+++ PROVIDED RECORDS

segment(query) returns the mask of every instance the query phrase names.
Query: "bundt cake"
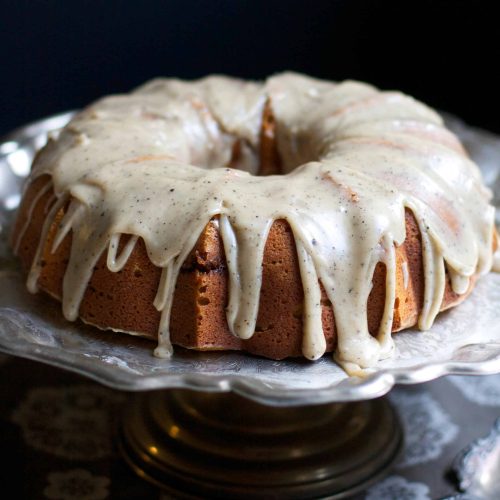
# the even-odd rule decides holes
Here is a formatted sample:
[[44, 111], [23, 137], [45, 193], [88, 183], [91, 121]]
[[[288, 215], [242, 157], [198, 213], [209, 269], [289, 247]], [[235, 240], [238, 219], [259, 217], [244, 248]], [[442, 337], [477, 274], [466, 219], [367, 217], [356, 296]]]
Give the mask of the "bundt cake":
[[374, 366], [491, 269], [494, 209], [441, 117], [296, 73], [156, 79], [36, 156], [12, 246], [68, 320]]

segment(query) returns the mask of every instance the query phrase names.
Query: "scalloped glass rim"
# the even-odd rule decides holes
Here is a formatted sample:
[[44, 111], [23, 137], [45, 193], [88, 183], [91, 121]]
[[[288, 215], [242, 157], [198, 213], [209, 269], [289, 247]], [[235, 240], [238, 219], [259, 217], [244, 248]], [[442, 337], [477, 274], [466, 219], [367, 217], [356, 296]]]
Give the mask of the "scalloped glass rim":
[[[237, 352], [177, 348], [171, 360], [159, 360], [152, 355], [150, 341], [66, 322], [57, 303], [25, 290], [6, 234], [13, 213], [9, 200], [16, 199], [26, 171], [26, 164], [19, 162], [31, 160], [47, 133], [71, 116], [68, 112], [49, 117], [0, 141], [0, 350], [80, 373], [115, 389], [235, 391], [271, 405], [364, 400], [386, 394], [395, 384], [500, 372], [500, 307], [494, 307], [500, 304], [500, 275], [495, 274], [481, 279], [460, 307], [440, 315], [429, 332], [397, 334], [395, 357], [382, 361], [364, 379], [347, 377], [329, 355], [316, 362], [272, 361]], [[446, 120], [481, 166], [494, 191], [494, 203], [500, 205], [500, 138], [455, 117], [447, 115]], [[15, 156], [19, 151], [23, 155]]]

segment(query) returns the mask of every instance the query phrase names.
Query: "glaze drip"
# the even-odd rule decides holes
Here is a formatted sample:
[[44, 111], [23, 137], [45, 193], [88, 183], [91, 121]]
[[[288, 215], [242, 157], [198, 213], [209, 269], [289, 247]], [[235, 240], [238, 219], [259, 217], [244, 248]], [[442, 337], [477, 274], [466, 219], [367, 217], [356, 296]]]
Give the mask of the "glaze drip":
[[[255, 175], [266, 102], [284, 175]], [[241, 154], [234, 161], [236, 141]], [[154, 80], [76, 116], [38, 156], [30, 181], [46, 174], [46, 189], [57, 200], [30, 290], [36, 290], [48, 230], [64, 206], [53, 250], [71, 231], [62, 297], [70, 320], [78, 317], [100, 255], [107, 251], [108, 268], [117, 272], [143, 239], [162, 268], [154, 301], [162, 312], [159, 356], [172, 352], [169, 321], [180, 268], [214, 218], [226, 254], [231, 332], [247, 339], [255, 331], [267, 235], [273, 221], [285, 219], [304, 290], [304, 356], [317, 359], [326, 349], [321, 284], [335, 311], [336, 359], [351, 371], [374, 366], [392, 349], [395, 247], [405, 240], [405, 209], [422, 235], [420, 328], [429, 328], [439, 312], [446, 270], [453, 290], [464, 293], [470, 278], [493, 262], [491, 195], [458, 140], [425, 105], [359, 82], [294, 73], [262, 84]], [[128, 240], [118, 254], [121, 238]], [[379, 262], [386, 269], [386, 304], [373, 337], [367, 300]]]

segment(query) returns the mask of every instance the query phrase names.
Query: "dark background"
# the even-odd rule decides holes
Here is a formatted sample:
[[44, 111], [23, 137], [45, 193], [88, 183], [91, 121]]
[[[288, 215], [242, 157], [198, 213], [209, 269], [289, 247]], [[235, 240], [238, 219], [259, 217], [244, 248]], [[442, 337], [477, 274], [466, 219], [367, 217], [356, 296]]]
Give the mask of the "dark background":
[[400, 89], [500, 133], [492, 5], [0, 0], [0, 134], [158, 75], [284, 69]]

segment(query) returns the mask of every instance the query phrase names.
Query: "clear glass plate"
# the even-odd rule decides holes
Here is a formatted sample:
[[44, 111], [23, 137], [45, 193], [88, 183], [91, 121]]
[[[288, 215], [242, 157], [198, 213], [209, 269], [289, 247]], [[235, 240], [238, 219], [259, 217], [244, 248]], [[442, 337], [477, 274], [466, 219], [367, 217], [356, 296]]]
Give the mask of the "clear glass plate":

++++++

* [WHAT YOU WILL DO]: The answer must be the data above, repeated exactly, with no pictures.

* [WRITTEN RESPONSE]:
segment(query) returns the mask of every instance the query phrase names.
Query: "bundt cake"
# the even-odd rule decides holes
Here is a formatted sample:
[[44, 111], [23, 137], [45, 193], [88, 183], [91, 121]]
[[[288, 215], [242, 157], [198, 213], [209, 269], [289, 247]], [[235, 240], [238, 219], [259, 217], [244, 248]], [[442, 337], [477, 274], [466, 219], [367, 217], [356, 296]]]
Give the mask of the "bundt cake":
[[374, 366], [491, 269], [494, 209], [441, 117], [296, 73], [156, 79], [36, 156], [12, 246], [68, 320]]

segment(query) returns the mask of every instance the query phrase names.
Query: "scalloped glass rim"
# the even-odd rule decides holes
Here is a formatted sample:
[[44, 111], [23, 137], [45, 193], [88, 183], [91, 121]]
[[[288, 215], [242, 157], [198, 213], [209, 269], [289, 247]], [[235, 240], [238, 219], [259, 217], [244, 248]], [[442, 337], [477, 274], [466, 219], [367, 217], [356, 296]]]
Give the mask of the "scalloped glass rim":
[[[237, 352], [177, 348], [171, 360], [159, 360], [152, 355], [150, 341], [66, 322], [57, 303], [25, 290], [6, 234], [13, 213], [9, 200], [16, 199], [26, 171], [26, 164], [19, 162], [31, 160], [47, 133], [71, 116], [68, 112], [49, 117], [0, 141], [0, 350], [80, 373], [115, 389], [235, 391], [271, 405], [364, 400], [386, 394], [395, 384], [500, 372], [500, 307], [494, 307], [500, 304], [500, 275], [495, 274], [481, 279], [460, 307], [440, 315], [429, 332], [397, 334], [395, 357], [382, 361], [364, 379], [347, 377], [329, 355], [316, 362], [272, 361]], [[446, 120], [481, 166], [494, 191], [494, 203], [500, 205], [500, 138], [455, 117], [447, 115]], [[15, 156], [19, 151], [23, 155]]]

segment(query) returns the mask of every instance the query phrase names.
Query: "glaze drip"
# the even-odd rule decides holes
Here is a formatted sample:
[[44, 111], [23, 137], [45, 193], [88, 183], [91, 121]]
[[[288, 215], [242, 157], [198, 213], [209, 269], [289, 247]], [[235, 240], [238, 219], [259, 217], [244, 248]], [[442, 337], [477, 274], [466, 219], [367, 217], [356, 296]]]
Give the mask of the "glaze drip":
[[[255, 175], [266, 102], [284, 175]], [[241, 154], [234, 161], [236, 141]], [[154, 80], [76, 116], [38, 156], [30, 181], [46, 174], [46, 189], [57, 200], [30, 290], [36, 290], [48, 230], [64, 206], [53, 250], [71, 231], [62, 297], [70, 320], [78, 317], [100, 255], [107, 251], [108, 268], [117, 272], [143, 239], [162, 268], [154, 301], [162, 312], [159, 356], [172, 352], [169, 321], [180, 268], [214, 218], [226, 254], [231, 332], [247, 339], [255, 331], [267, 235], [273, 221], [285, 219], [304, 290], [304, 356], [317, 359], [326, 349], [321, 284], [335, 311], [336, 359], [351, 371], [374, 366], [392, 349], [395, 247], [405, 240], [405, 209], [422, 235], [420, 328], [429, 328], [439, 312], [446, 270], [453, 290], [464, 293], [470, 278], [493, 262], [491, 195], [458, 140], [425, 105], [359, 82], [294, 73], [262, 84]], [[128, 240], [118, 254], [121, 238]], [[379, 262], [386, 269], [386, 304], [373, 337], [367, 300]]]

segment(query) returns the mask of every instance the query phrase names.
Query: "dark background"
# the even-odd rule decides holes
Here is a formatted sample:
[[44, 111], [23, 137], [45, 193], [88, 183], [91, 121]]
[[[288, 215], [242, 157], [198, 213], [209, 269], [289, 247]], [[235, 240], [238, 219], [259, 217], [244, 248]], [[442, 337], [477, 274], [466, 219], [367, 217], [356, 296]]]
Give the mask of the "dark background":
[[400, 89], [500, 133], [492, 5], [0, 0], [0, 134], [158, 75], [284, 69]]

segment(query) returns the mask of every instance the query phrase names.
Query: "clear glass plate"
# the even-odd rule decides holes
Here is a formatted sample:
[[44, 111], [23, 137], [45, 193], [88, 183], [91, 121]]
[[[288, 215], [242, 157], [198, 213], [209, 269], [289, 247]], [[235, 240], [238, 219], [259, 217], [244, 248]], [[442, 337], [477, 274], [466, 219], [367, 217], [356, 296]]]
Give the mask of the "clear glass plate":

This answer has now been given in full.